━━━━━ DATA FOR THE TASK ━━━━━

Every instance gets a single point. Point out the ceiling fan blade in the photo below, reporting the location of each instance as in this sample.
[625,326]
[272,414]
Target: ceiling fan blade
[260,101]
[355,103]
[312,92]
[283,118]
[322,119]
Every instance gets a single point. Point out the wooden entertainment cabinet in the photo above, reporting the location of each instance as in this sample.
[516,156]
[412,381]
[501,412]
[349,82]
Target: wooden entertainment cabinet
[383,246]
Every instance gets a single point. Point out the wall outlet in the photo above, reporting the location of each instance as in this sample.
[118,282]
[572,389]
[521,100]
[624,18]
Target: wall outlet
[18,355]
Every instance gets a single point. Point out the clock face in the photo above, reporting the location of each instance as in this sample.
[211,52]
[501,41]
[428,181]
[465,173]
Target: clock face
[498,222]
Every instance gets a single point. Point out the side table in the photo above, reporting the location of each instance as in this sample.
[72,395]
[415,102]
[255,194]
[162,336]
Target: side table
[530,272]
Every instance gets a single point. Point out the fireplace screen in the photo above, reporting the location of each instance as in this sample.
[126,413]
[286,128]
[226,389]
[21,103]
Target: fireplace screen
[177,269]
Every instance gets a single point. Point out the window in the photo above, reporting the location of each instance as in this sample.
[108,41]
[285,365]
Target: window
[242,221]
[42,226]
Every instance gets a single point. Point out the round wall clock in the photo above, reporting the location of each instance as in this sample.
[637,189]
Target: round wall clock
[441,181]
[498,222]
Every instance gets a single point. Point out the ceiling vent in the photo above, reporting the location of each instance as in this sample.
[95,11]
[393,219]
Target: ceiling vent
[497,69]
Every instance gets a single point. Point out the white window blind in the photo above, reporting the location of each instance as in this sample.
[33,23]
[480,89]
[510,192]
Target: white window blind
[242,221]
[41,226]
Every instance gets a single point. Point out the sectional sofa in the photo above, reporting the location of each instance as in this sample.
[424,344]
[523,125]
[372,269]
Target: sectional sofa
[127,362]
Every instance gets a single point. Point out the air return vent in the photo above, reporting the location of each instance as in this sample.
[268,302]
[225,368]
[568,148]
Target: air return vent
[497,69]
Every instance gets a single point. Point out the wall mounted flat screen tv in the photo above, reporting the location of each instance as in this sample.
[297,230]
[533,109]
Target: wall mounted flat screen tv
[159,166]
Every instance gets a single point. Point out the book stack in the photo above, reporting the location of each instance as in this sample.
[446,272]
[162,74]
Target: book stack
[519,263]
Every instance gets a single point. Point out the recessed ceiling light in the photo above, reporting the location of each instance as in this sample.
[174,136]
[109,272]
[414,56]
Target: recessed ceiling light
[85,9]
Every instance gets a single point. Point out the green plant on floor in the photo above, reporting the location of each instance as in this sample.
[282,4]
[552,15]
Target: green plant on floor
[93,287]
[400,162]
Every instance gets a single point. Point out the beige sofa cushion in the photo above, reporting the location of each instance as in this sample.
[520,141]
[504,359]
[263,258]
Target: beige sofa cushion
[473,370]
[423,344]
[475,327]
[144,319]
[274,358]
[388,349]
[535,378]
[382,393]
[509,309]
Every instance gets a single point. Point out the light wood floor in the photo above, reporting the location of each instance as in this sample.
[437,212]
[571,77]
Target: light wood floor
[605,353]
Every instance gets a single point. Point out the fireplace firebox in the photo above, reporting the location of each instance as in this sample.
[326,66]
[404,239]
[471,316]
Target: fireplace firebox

━━━━━

§ YOUR OBJECTIVE: Where does the word "firebox" appear in the material above? Copy every line that holds it.

§ TASK ANSWER:
Every instance gets a single point. Point out the fireplace firebox in the photo above, reporting the location of each instance as in this sample.
Target: fireplace firebox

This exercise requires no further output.